## What to do:
Your output should be the complete listing, word for word, with no pictures in it.
----------------------------------------
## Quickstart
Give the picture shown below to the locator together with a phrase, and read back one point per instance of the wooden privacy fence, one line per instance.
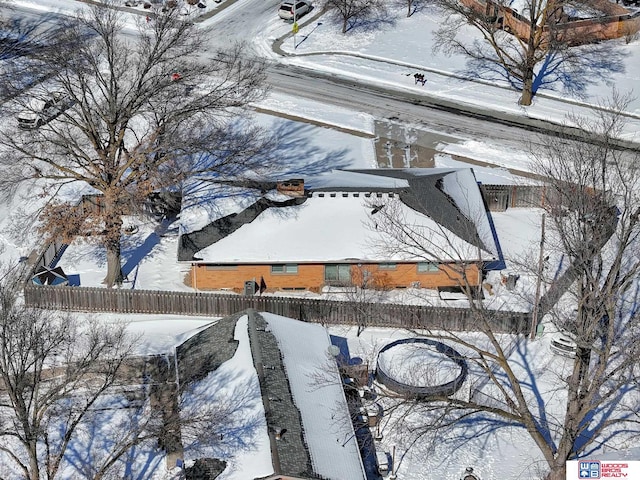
(318, 311)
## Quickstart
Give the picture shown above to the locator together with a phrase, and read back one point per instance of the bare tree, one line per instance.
(57, 376)
(127, 117)
(593, 202)
(350, 12)
(529, 49)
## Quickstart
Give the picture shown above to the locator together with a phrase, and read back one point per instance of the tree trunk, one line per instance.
(558, 472)
(112, 245)
(527, 90)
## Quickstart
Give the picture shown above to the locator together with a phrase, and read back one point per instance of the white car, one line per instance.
(286, 10)
(563, 343)
(42, 109)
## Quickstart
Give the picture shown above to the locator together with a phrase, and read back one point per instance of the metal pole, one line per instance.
(175, 361)
(536, 305)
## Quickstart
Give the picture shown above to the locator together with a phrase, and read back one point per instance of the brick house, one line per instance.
(307, 237)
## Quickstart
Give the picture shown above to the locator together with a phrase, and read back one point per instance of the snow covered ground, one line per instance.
(388, 56)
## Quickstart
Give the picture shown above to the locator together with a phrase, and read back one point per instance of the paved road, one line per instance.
(438, 121)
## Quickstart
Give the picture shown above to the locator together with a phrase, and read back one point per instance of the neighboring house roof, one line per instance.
(317, 391)
(335, 222)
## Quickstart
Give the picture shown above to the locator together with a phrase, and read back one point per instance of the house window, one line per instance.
(428, 267)
(221, 267)
(337, 274)
(285, 268)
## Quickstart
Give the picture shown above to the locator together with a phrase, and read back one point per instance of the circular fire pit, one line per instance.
(421, 368)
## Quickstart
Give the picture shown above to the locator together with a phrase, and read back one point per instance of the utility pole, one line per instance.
(536, 305)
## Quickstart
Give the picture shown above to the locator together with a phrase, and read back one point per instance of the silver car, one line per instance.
(286, 10)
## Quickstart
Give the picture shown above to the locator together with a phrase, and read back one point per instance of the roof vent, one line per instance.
(293, 187)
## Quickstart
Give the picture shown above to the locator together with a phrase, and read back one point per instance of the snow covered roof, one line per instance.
(333, 223)
(317, 391)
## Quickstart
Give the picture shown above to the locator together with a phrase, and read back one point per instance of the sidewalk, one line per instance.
(442, 88)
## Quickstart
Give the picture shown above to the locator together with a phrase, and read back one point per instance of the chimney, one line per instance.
(293, 187)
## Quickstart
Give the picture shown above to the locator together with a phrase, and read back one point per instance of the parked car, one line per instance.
(43, 109)
(563, 343)
(286, 10)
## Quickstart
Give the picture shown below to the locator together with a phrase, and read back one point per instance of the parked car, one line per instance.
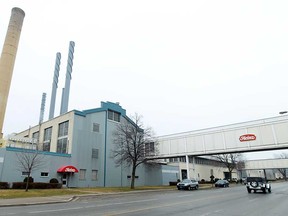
(257, 183)
(188, 184)
(222, 183)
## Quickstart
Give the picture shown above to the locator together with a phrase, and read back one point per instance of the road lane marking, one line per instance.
(92, 206)
(160, 206)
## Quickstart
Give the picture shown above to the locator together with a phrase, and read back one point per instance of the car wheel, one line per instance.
(254, 184)
(269, 190)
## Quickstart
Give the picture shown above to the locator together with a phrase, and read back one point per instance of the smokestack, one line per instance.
(7, 60)
(54, 85)
(65, 95)
(43, 101)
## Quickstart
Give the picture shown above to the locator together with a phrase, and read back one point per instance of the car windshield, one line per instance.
(251, 179)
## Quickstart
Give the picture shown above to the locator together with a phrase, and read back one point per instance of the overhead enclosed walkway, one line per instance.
(258, 135)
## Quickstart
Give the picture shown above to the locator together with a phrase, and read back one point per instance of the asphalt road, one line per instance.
(233, 201)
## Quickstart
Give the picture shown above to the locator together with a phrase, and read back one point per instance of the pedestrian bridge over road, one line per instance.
(258, 135)
(266, 164)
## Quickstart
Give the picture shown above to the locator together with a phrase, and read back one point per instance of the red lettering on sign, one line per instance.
(247, 137)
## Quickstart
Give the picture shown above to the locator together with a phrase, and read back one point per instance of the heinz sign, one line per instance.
(247, 137)
(70, 169)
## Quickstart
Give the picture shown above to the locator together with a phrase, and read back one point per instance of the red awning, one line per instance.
(67, 169)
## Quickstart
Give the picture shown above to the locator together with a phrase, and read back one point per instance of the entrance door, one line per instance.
(184, 174)
(64, 179)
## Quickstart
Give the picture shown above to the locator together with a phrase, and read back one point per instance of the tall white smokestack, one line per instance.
(7, 60)
(55, 85)
(42, 109)
(65, 96)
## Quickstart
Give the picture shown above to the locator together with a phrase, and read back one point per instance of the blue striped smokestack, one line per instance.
(55, 85)
(65, 95)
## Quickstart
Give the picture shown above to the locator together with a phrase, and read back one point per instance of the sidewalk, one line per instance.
(35, 200)
(54, 199)
(59, 199)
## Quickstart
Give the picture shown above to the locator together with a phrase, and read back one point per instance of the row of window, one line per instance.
(62, 140)
(82, 174)
(198, 160)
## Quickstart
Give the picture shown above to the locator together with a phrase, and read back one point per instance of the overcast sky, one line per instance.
(182, 65)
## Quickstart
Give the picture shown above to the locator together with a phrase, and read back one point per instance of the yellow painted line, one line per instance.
(161, 206)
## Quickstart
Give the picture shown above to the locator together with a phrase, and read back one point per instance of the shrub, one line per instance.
(4, 185)
(36, 185)
(30, 179)
(54, 181)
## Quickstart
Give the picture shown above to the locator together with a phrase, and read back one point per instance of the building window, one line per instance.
(36, 136)
(114, 116)
(62, 142)
(96, 127)
(44, 174)
(47, 139)
(63, 129)
(82, 174)
(24, 173)
(95, 153)
(149, 149)
(94, 175)
(62, 145)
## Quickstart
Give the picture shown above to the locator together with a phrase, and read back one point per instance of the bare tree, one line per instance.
----------------------------------------
## Solution to the exercise:
## Quickstart
Give the picture shown below to the locator together with a phrase, and read back one point per instance of the wooden privacy fence, one line per instance.
(318, 311)
## Quickstart
Give the picture shown above to the locator together with a phrase, and read back one point per instance of the bare tree, one line per instance.
(57, 376)
(127, 117)
(593, 202)
(350, 12)
(529, 49)
## Quickstart
Give the picture shown above to the locator together with a phrase, and read back one point per instance of the tree trunk, one line per instance.
(558, 472)
(112, 245)
(527, 90)
## Quickstart
Give the picture shown above to the locator together with a phrase, and read back one point per instance of the white car, one line per instance.
(286, 10)
(563, 343)
(42, 109)
## Quickstart
Give the picture shown above to the locator together with a phrase, and read back one point per instance of the metal pole, one line per instance.
(175, 361)
(536, 305)
## Quickstart
Give the picture shown above to the locator together with a phrase, and read back one point per instance of the brick house, one line per instance.
(307, 237)
## Quickstart
Give the picture shown above to the locator together with a phrase, and read back one point per instance of the snow covered ground, one line per instance.
(388, 56)
## Quickstart
Give the picture shown above to the locator together with a phrase, and read back one point per instance of the paved road, one line per instance.
(438, 121)
## Quickstart
Give the picture shown above to the locator together with a phrase, and read back one point per instance of the neighboring house roof, one line per instance.
(317, 391)
(335, 222)
## Quickstart
Give the picture shown above to the locator together with a phrase, and read back one point per instance of the house window, one line per instance.
(428, 267)
(221, 267)
(337, 274)
(285, 268)
## Quickstart
Give the picture shown above to the locator together with a phrase, and read back one point per instance of the circular fire pit, one line per instance.
(421, 368)
## Quickstart
Give the picture shown above to the locator together with a phrase, and read back one point per instance of the utility pole, one line per instance.
(536, 305)
## Quickstart
Give the picture shown above to the locator together with a phrase, and read back one point per instance of the silver car, one line per instance.
(286, 10)
## Quickstart
Give the picture shown above to the locator together with a phrase, and read back one point per instance of the roof vent, one line per instance.
(293, 187)
## Quickstart
Give the picture shown above to the locator together with a phrase, and read back one point per instance of the snow covered roof, one line per instance.
(333, 223)
(317, 391)
## Quickstart
Give the picture shown above to the locator together with a phrase, and read back one point per instance of the sidewalk, one line per instance.
(442, 88)
## Quickstart
Give the picture shown above to the locator together with a phrase, and read back one point per instance of the chimney, one line per instance.
(293, 187)
## Quickstart
Give the picture shown above to the locator together with a phrase, and read back one point per instance of the parked car, one line per instance.
(43, 109)
(563, 343)
(286, 10)
## Quickstart
Give the picture shown below to the locator together with a phrase, and read back one point per instance of the parked car, one line per instance.
(257, 183)
(188, 184)
(222, 183)
## Quickstart
Give the picture shown above to the locator together with a phrase, and read back one point per instance of the road lane marking, one line per instance.
(92, 206)
(160, 206)
## Quickstart
Give the picture shown above to the locator together with a phrase, and read back one point per instance of the car wheel, one line per instance.
(254, 184)
(269, 190)
## Quickstart
Give the picture shown above to the locator together with a phrase, and read back one point per instance of the smokestack, one line per instance.
(7, 60)
(54, 85)
(65, 95)
(43, 101)
## Quickstart
Give the picture shown above to the locator together with a phrase, and read back one point per instance of the car windshield, one line per instance.
(251, 179)
## Quickstart
Give the picture shown above to the locator together with a phrase, and read back one point per instance of the overhead enclosed walkway, one line per instance.
(258, 135)
## Quickstart
Give the picture shown above to the locator together with a phrase, and read back one point per instance of the asphalt road, one line per instance.
(233, 201)
## Quickstart
Give the picture shown above to the locator together with a phrase, and read back one point per instance of the pedestrian bridge over road, one line per instance.
(258, 135)
(266, 164)
## Quickstart
Give the picture shown above to the locator together with a phrase, and read back one point per instance of the red lettering on sign, one line per instance.
(247, 137)
## Quickstart
Give the picture shown above to the locator together with a phrase, and read back one point per instance of the heinz sign, one line per instance.
(247, 137)
(70, 169)
## Quickstart
Give the picture shown above to the locator together with a phrase, and read back one point per instance of the red awning, one line per instance.
(67, 169)
## Quickstart
Give the picture shown above to the locator together with a phrase, and read back one point per instance of the entrance door, one line per instance.
(184, 174)
(64, 179)
## Quickstart
Give the picture shown above to the locator together with a phrase, and read back one point per instance of the tall white smokestack, one line per instance.
(7, 60)
(55, 85)
(42, 109)
(65, 96)
## Quickstart
Give the picture shown above to the locator together with a phrase, and read back one point per instance of the blue striped smokestack, one line per instance.
(55, 85)
(65, 95)
## Quickstart
Give the picture shown above to the locator together with a phrase, and read back one point per instance of the sidewalk, one line per instance.
(35, 200)
(54, 199)
(59, 199)
## Quickstart
Give the picture shown above to the locator together with a phrase, and read back one point per instance of the row of window, one line per instance.
(62, 140)
(82, 174)
(198, 160)
## Quickstart
Give the picture shown above to the locator together with a phrase, and read back one point per instance of the overcast sky, one line per instance.
(182, 65)
## Quickstart
Give the picture shown above to the locator together with a phrase, and read back one point per instance of the yellow painted line, one line per instance.
(161, 206)
## Quickstart
Give the picture shown above to the locator together with a phrase, and read back one point per instance of the shrub, one line per instance.
(4, 185)
(36, 185)
(30, 179)
(54, 181)
## Quickstart
Give the picture shown above to the locator together with a phrase, and read back one point per instance of the building window, one line per instance.
(36, 136)
(114, 116)
(62, 142)
(96, 127)
(44, 174)
(47, 139)
(63, 129)
(82, 174)
(24, 173)
(95, 153)
(149, 149)
(94, 175)
(62, 145)
## Quickstart
Give the picture shown above to the locator together with a phrase, and read back one point per instance of the bare tree, one line per instance.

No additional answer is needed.